[Start of Attachment]

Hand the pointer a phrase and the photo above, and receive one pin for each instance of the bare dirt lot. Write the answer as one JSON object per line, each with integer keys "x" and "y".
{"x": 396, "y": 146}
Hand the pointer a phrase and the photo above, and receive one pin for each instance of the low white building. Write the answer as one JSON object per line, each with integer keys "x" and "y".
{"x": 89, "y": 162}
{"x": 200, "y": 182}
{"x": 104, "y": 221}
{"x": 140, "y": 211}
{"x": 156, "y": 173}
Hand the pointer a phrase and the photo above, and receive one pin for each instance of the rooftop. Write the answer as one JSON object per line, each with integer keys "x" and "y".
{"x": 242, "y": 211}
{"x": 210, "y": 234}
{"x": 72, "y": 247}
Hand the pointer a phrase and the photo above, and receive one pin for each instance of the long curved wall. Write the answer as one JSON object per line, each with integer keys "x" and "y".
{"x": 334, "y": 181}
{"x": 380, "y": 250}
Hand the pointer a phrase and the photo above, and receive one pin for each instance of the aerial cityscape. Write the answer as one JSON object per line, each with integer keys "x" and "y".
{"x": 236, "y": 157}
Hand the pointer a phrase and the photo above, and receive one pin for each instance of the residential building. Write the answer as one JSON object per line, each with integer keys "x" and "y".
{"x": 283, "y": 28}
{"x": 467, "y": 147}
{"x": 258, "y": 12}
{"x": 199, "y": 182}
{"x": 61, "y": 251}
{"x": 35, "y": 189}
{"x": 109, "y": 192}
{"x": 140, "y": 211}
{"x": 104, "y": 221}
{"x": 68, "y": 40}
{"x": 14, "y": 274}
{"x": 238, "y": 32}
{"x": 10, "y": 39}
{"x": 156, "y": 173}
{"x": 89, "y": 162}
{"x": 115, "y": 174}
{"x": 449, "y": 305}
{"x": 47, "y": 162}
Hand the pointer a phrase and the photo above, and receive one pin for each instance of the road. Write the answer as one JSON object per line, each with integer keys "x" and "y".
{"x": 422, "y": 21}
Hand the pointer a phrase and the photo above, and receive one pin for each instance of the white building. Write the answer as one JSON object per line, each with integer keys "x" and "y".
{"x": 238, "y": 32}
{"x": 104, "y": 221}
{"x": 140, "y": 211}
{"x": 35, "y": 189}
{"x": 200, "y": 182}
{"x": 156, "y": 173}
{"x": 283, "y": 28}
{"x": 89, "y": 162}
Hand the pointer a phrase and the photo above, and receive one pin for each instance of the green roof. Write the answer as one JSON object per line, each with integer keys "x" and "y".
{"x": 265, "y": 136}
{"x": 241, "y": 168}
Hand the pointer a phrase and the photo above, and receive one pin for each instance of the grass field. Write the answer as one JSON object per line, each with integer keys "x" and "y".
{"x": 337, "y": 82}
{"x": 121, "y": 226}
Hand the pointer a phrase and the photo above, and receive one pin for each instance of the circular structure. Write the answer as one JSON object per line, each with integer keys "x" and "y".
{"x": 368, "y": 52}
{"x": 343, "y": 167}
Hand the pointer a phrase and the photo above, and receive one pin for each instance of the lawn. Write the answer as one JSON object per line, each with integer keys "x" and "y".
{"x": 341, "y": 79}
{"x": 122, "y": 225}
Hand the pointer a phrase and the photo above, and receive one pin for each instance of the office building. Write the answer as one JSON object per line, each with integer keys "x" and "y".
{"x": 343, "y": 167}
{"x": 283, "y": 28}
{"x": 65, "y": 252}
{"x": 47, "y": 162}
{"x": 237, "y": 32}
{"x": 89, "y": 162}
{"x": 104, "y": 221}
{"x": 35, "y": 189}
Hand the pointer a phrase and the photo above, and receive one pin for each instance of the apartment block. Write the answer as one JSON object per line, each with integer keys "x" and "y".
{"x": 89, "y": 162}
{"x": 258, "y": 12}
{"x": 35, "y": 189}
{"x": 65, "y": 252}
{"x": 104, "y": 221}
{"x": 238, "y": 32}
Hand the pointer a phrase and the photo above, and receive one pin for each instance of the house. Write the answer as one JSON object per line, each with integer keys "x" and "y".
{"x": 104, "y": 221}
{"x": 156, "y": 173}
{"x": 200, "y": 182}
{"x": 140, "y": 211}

[End of Attachment]

_WORK TO BE COMPLETED_: Copy over exactly the lines above from the one with "of the lawn." to the last, both included, and no others.

_EXERCISE OUTPUT_:
Hand the pointer a phrase and the photo above, and receive one pin for each instance of the lawn. Write the answer as one JSON object per line, each with integer keys "x" and "y".
{"x": 341, "y": 79}
{"x": 122, "y": 225}
Hand the pointer a phrase and the photo above, and receive one pin for each instance of the office building. Write the answer as one JSON object per line, each with integer keys "x" and "y".
{"x": 343, "y": 167}
{"x": 283, "y": 28}
{"x": 65, "y": 252}
{"x": 47, "y": 162}
{"x": 237, "y": 32}
{"x": 89, "y": 162}
{"x": 104, "y": 221}
{"x": 35, "y": 189}
Hand the pointer a phrase and the photo above, and receive one pin for each instance of the apartment block. Write the answer as one JSON object per line, each with integer keys "x" and "y".
{"x": 89, "y": 162}
{"x": 258, "y": 12}
{"x": 35, "y": 189}
{"x": 65, "y": 252}
{"x": 104, "y": 221}
{"x": 238, "y": 32}
Hand the pointer a phrase and the photo above, and receive one pin for each instance of the house. Write the answer as one JSON object per line, each with integer keys "x" and "y".
{"x": 104, "y": 221}
{"x": 156, "y": 173}
{"x": 200, "y": 182}
{"x": 140, "y": 211}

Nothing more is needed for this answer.